__What to do__.
Scan the data below and give the number of lines that include the word "road", with no other words.

__Data to process__.
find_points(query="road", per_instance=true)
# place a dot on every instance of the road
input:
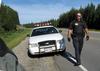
(62, 62)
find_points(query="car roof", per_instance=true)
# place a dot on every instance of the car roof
(42, 27)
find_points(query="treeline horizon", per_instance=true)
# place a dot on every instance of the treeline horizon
(8, 18)
(90, 14)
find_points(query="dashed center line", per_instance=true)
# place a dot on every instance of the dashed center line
(81, 66)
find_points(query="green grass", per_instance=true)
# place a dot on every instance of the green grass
(13, 38)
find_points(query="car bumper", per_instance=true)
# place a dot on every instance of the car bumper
(45, 52)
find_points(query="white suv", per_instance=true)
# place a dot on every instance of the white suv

__Finished exercise__.
2